- Aim of the exercise
Output all of the listing below, leaving every line unchanged.

(Entries shown begins)

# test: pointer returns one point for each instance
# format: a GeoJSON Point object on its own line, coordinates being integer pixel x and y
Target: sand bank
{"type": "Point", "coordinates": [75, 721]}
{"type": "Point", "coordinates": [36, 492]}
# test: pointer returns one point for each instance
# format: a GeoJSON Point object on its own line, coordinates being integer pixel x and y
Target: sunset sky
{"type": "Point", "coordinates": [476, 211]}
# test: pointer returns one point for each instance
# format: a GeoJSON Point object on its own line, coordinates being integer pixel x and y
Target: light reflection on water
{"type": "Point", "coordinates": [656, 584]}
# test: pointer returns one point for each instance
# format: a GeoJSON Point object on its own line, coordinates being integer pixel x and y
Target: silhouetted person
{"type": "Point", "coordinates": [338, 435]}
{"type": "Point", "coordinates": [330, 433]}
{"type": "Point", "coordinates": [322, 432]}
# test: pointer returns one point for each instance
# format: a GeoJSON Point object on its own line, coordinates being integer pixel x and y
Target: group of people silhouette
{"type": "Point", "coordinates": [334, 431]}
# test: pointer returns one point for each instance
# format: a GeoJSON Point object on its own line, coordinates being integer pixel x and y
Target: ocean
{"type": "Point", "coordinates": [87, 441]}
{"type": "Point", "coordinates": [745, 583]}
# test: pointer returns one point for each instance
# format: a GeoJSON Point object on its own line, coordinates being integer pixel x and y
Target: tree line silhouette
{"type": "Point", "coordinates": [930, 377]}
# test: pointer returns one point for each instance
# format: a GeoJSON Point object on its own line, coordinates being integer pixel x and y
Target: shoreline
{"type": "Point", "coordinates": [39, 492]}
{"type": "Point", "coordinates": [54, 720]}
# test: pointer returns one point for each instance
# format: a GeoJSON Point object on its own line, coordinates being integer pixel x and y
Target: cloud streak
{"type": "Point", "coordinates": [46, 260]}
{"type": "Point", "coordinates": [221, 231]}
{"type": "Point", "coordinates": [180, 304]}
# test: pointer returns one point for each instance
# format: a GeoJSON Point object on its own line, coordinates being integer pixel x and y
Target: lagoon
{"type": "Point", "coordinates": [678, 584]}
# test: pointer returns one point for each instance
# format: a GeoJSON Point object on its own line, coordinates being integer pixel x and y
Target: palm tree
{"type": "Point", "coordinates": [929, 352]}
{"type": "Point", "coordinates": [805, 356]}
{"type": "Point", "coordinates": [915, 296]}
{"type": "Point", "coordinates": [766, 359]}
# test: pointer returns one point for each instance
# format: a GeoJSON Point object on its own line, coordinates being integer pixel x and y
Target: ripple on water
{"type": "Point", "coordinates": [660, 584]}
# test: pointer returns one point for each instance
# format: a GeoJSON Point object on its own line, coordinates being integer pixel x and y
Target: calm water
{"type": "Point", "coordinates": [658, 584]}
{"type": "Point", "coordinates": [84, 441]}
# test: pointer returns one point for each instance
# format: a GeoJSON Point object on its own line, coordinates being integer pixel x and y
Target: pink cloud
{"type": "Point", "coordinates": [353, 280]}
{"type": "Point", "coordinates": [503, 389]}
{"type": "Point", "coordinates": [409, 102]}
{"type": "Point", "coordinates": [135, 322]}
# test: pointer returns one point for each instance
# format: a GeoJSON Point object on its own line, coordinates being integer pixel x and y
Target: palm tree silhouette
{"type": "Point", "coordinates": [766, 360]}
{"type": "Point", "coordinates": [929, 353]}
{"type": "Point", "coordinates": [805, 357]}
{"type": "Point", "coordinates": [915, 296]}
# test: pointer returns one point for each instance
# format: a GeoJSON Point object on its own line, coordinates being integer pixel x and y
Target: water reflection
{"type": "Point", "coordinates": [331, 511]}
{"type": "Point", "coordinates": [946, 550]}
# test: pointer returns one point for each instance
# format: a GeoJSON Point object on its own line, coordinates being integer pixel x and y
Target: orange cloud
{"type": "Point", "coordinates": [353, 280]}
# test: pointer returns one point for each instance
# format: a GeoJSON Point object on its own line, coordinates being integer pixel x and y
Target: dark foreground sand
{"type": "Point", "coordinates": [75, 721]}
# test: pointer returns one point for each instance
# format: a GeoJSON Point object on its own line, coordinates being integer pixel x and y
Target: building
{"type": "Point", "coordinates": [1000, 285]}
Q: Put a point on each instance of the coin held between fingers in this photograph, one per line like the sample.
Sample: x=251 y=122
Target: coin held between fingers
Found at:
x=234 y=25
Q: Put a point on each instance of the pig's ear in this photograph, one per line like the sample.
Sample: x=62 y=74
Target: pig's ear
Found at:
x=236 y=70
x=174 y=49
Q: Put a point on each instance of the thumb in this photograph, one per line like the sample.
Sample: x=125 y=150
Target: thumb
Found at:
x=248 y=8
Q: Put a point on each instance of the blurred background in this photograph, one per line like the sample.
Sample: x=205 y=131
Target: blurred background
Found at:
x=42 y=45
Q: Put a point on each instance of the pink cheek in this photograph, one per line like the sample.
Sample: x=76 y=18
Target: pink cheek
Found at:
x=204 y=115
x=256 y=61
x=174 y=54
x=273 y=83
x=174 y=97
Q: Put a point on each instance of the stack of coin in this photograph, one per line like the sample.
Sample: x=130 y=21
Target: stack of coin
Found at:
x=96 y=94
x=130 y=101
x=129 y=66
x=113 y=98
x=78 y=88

(Entries shown ends)

- Worked solution
# test: pointer returns one point for each instance
# format: a GeoJSON Point object on its own line, coordinates being integer pixel x and y
Target: sand bank
{"type": "Point", "coordinates": [75, 721]}
{"type": "Point", "coordinates": [36, 492]}
# test: pointer returns one point for each instance
# format: a GeoJSON Point object on its own line, coordinates being integer pixel x and y
Target: sunset sky
{"type": "Point", "coordinates": [476, 211]}
# test: pointer returns one point for each instance
# format: a GeoJSON Point object on its own line, coordinates being integer pixel x and y
Target: light reflection on water
{"type": "Point", "coordinates": [656, 584]}
# test: pointer returns one point for each instance
# format: a GeoJSON Point object on its own line, coordinates being integer pixel x and y
Target: silhouetted person
{"type": "Point", "coordinates": [338, 435]}
{"type": "Point", "coordinates": [330, 433]}
{"type": "Point", "coordinates": [322, 432]}
# test: pointer returns one point for each instance
# format: a GeoJSON Point object on its own line, coordinates being integer pixel x and y
Target: group of people silhouette
{"type": "Point", "coordinates": [334, 431]}
# test: pointer returns one point for each instance
# format: a GeoJSON Point object on its own line, coordinates being integer pixel x and y
Target: ocean
{"type": "Point", "coordinates": [87, 441]}
{"type": "Point", "coordinates": [745, 583]}
# test: pointer returns one point for each instance
# format: a GeoJSON Point object on its own line, coordinates being integer pixel x and y
Target: tree line silhouette
{"type": "Point", "coordinates": [930, 377]}
# test: pointer returns one point for each instance
# format: a GeoJSON Point object on its own line, coordinates being integer pixel x and y
Target: shoreline
{"type": "Point", "coordinates": [39, 492]}
{"type": "Point", "coordinates": [54, 720]}
# test: pointer returns one point for each instance
# format: a GeoJSON Point object on its own line, coordinates being integer pixel x and y
Target: cloud streak
{"type": "Point", "coordinates": [46, 260]}
{"type": "Point", "coordinates": [221, 231]}
{"type": "Point", "coordinates": [180, 304]}
# test: pointer returns one point for each instance
# format: a GeoJSON Point object on its own line, coordinates being integer pixel x and y
Target: lagoon
{"type": "Point", "coordinates": [678, 584]}
# test: pointer returns one point for each instance
# format: a GeoJSON Point object on its own line, coordinates being integer pixel x and y
Target: palm tree
{"type": "Point", "coordinates": [929, 352]}
{"type": "Point", "coordinates": [805, 356]}
{"type": "Point", "coordinates": [915, 296]}
{"type": "Point", "coordinates": [766, 359]}
# test: pointer returns one point for each instance
# format: a GeoJSON Point object on its own line, coordinates being integer pixel x and y
Target: ripple on water
{"type": "Point", "coordinates": [660, 584]}
# test: pointer returns one point for each instance
# format: a GeoJSON Point object on its own line, coordinates being integer pixel x and y
Target: calm water
{"type": "Point", "coordinates": [658, 584]}
{"type": "Point", "coordinates": [84, 441]}
# test: pointer returns one point for each instance
# format: a GeoJSON Point object on its own line, coordinates being integer pixel x and y
Target: pink cloud
{"type": "Point", "coordinates": [353, 280]}
{"type": "Point", "coordinates": [503, 389]}
{"type": "Point", "coordinates": [409, 102]}
{"type": "Point", "coordinates": [135, 322]}
# test: pointer returns one point for each instance
# format: a GeoJSON Point object on its own line, coordinates being integer pixel x and y
Target: palm tree silhouette
{"type": "Point", "coordinates": [766, 360]}
{"type": "Point", "coordinates": [929, 353]}
{"type": "Point", "coordinates": [805, 357]}
{"type": "Point", "coordinates": [915, 296]}
# test: pointer returns one point for each instance
# format: a GeoJSON Point object on its own line, coordinates being integer pixel x and y
Target: water reflection
{"type": "Point", "coordinates": [331, 511]}
{"type": "Point", "coordinates": [946, 550]}
# test: pointer returns one point for each instance
# format: a GeoJSON Point object on its own line, coordinates being integer pixel x and y
Target: orange cloud
{"type": "Point", "coordinates": [353, 280]}
# test: pointer returns one point for each instance
# format: a GeoJSON Point object on its own line, coordinates being integer pixel x and y
Target: dark foreground sand
{"type": "Point", "coordinates": [75, 721]}
# test: pointer returns one point for each instance
# format: a GeoJSON Point object on its own line, coordinates being integer pixel x and y
Target: building
{"type": "Point", "coordinates": [1000, 285]}
Q: Put a point on each instance of the coin held between fingers in this photograph, one per line like the sample.
Sample: x=251 y=122
Target: coin held between fingers
Found at:
x=234 y=25
Q: Put a point on each instance of the pig's ear in this photograph, one per line like the sample.
Sample: x=62 y=74
Target: pig's ear
Found at:
x=236 y=70
x=174 y=49
Q: Put a point on each instance of the thumb in this photograph, one per line like the sample.
Sample: x=125 y=150
Target: thumb
Found at:
x=248 y=8
Q: Put a point on each instance of the blurred background in this photograph, one per line like the sample.
Sample: x=205 y=131
Target: blurred background
Found at:
x=42 y=45
Q: Put a point on each instance of the pink cheek in this photograph, one per line like the sample.
Sample: x=76 y=18
Target: pink cheek
Found at:
x=204 y=115
x=256 y=61
x=174 y=54
x=273 y=83
x=174 y=97
Q: Put a point on each instance of the stack of coin in this photograph, one per line like the sample.
Sample: x=130 y=21
Target: stack of coin
Found at:
x=96 y=94
x=130 y=101
x=129 y=66
x=113 y=98
x=78 y=88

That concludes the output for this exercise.